Non ci sorprenderà che l’uomo eletto per raddoppiare lo spazio noto della terra, riunire i popoli che s’ignoravano l’un l’altro, e diffondere il Vangelo fra nazioni sconosciute, abbia presentato anch’esso nel suo nome un qualche significato misterioso o simbolico.

Fin dal suo nascere, il primogenito de’ figliuoli dello scardassiere Colombo, fu portato al fonte battesimale sul monticello ov’è la chiesa consacrata al primo martire, Santo Stefano. Quivi un nome di battesimo fu aggiunto al suo nome patronimico. Questo fanciullo, riportato alla casa paterna, ebbe da quel momento i nomi meglio rispondenti a ciò che doveva operare fra gli uomini.

Chiamavasi, anzitutto, Colombo, voce che fa pensare ad innocenza, purezza, semplicità di cuore, e ricorda il messaggio sull’acqua, il messaggio pacifico, il messaggio divino, il pronto arrivo, la felice novella, la terra scoperta; esprime altresì la navigazione, il genio marittimo, il pezzo fondamentale d’ogni nave, la chiglia1. A questo nome così espressivo, che ritraeva dalla famiglia, la Chiesa ne aggiunse un altro, che doveva essere significativo della sua missione futura Cristophoruas, vale a dire che porta Cristo, che trasferisce la Croce, che diffonde il Vangelo. E quando Colombo in Castiglia, per accomodare il proprio nome alla lingua spagnuola, lo abbreviò a Colon; per la forza originale del suo simbolismo, così raccorciato com’era, questo nome rappresentava tuttavia l’idea del viaggio, — dell’agricoltura d’oltre mare. — della colonia — del trapiantamento lontano. Anzichè mutilare la figura emblematica del suo nome, questo .raccorciamento la distese, la compie, la caratterizzò vieppiù profondamente.

SFIDA - Trascriva fedelmente il passo del testo sul nome di Colombo che va da "Non ci sorprenderà" fino a "misterioso o simbolico." incluso. Il materiale che segue è distinto dal testo e indipendente da esso.

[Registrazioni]
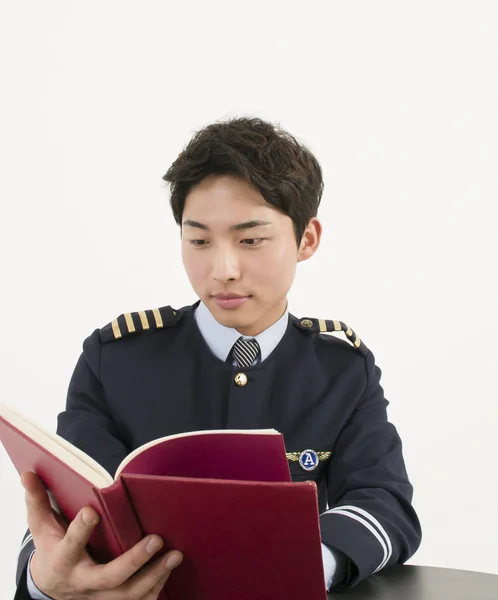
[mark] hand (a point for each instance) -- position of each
(62, 569)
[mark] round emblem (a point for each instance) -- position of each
(240, 379)
(308, 459)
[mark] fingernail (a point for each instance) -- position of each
(88, 519)
(172, 561)
(153, 545)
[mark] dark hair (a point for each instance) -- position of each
(271, 160)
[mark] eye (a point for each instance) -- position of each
(252, 241)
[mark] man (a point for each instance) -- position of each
(246, 196)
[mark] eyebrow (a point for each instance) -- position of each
(239, 227)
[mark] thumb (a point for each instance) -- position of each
(41, 518)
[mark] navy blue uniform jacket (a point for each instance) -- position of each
(150, 374)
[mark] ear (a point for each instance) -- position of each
(310, 240)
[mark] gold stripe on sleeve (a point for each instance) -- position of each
(144, 320)
(116, 330)
(158, 318)
(129, 322)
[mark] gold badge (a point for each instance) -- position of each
(240, 379)
(307, 323)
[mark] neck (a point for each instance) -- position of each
(267, 320)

ESITO DELL'ESERCIZIO -
Non ci sorprenderà che l’uomo eletto per raddoppiare lo spazio noto della terra, riunire i popoli che s’ignoravano l’un l’altro, e diffondere il Vangelo fra nazioni sconosciute, abbia presentato anch’esso nel suo nome un qualche significato misterioso o simbolico.